**Given passage**
--- start ---

In an effort to find the perfect cycling slipper, I’ve tested a few recently and figured I’d share the experience. Of course, shoes are highly subjective to the foot occupying them so I’ll try to keep an empirical tone.
Bont vs Giro vs Spiuk
Tested from left to right are:
- Bont Vaypor+ – Expensive counter-culture shoe.
- Giro Prolight SLX – Simple and lightweight shoe from last season, found at closeout.
- Spiuk ZS15RC – Euro shoe from the small Spanish brand
The expensive heat moldable shoe boasts enlightened fit that Bont claims was inspired by the human foot, rather than a traditional shoe. I followed the guide and baked the shoes in my oven then loitered in the kitchen with the hot cycling shoes for while. I’m not convinced the molding process improved the fit drastically, but it probably didn’t hurt especially since no one witnessed the event; saving what little integrity I hope I still have left.
The Vaypor+ is a light shoe. It’s a fan favorite on the top French cycling forum Velo Optimal in an 89 page thread dedicated to the pursuit of finding the perfect lightweight road bike shoe. Here’s my size 42.5 Vaypor+ all fitted with Speedplay cleats (subtract 60 grams and you’ll have the weight of the shoe only ~ 277g)

--- end ---

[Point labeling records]
--- start ---

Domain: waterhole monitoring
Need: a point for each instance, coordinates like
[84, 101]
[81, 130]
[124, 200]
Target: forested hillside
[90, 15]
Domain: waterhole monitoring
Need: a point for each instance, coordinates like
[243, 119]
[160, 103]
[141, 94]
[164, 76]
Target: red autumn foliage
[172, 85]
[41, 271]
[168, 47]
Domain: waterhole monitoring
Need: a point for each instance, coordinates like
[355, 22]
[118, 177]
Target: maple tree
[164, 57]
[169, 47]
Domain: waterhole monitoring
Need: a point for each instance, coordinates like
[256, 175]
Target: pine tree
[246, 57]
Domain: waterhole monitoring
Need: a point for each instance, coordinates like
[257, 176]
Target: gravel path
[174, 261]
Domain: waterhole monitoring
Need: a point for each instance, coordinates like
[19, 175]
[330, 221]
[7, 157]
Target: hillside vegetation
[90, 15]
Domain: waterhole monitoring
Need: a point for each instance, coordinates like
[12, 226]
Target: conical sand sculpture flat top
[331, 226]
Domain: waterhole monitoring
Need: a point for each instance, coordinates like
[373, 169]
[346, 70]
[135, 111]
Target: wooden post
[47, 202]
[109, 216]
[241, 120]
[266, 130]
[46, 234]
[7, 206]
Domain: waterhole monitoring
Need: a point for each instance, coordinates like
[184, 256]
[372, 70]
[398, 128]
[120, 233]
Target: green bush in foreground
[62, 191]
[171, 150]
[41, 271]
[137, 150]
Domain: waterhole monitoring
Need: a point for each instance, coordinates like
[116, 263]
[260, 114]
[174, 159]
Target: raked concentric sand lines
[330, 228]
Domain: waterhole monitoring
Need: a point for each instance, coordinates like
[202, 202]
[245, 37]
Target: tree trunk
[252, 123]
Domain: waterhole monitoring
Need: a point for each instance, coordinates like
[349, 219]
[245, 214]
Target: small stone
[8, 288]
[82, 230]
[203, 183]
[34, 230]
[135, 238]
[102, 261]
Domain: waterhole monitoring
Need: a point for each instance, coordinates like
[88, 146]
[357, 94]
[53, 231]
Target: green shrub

--- end ---

**Request 1**
From the cycling shoe review, extract the passage that begins with the words containing "Bont vs Giro" and ends with "found at closeout.".
**Request 2**
Switch every "Target" in the records to "Object", and write all the records out again with nothing else changed.

**Complete output 1**
Bont vs Giro vs Spiuk
Tested from left to right are:
- Bont Vaypor+ – Expensive counter-culture shoe.
- Giro Prolight SLX – Simple and lightweight shoe from last season, found at closeout.

**Complete output 2**
Domain: waterhole monitoring
Need: a point for each instance, coordinates like
[84, 101]
[81, 130]
[124, 200]
Object: forested hillside
[90, 15]
Domain: waterhole monitoring
Need: a point for each instance, coordinates like
[243, 119]
[160, 103]
[141, 94]
[164, 76]
Object: red autumn foliage
[172, 85]
[41, 271]
[168, 47]
Domain: waterhole monitoring
Need: a point for each instance, coordinates like
[355, 22]
[118, 177]
Object: maple tree
[164, 57]
[169, 47]
Domain: waterhole monitoring
Need: a point for each instance, coordinates like
[256, 175]
Object: pine tree
[246, 57]
Domain: waterhole monitoring
Need: a point for each instance, coordinates like
[257, 176]
Object: gravel path
[174, 261]
Domain: waterhole monitoring
Need: a point for each instance, coordinates like
[19, 175]
[330, 221]
[7, 157]
Object: hillside vegetation
[90, 15]
Domain: waterhole monitoring
Need: a point for each instance, coordinates like
[12, 226]
Object: conical sand sculpture flat top
[331, 226]
Domain: waterhole monitoring
Need: a point for each instance, coordinates like
[373, 169]
[346, 70]
[135, 111]
Object: wooden post
[47, 202]
[109, 216]
[241, 120]
[266, 130]
[46, 234]
[7, 206]
Domain: waterhole monitoring
Need: a point for each instance, coordinates like
[184, 256]
[372, 70]
[398, 128]
[120, 233]
Object: green bush in foreground
[62, 191]
[171, 150]
[41, 271]
[137, 150]
Domain: waterhole monitoring
Need: a point for each instance, coordinates like
[116, 263]
[260, 114]
[174, 159]
Object: raked concentric sand lines
[330, 228]
Domain: waterhole monitoring
Need: a point for each instance, coordinates like
[202, 202]
[245, 37]
Object: tree trunk
[252, 123]
Domain: waterhole monitoring
Need: a point for each instance, coordinates like
[349, 219]
[245, 214]
Object: small stone
[8, 288]
[82, 230]
[203, 183]
[34, 230]
[135, 238]
[102, 261]
Domain: waterhole monitoring
Need: a point for each instance, coordinates like
[88, 146]
[357, 94]
[53, 231]
Object: green shrub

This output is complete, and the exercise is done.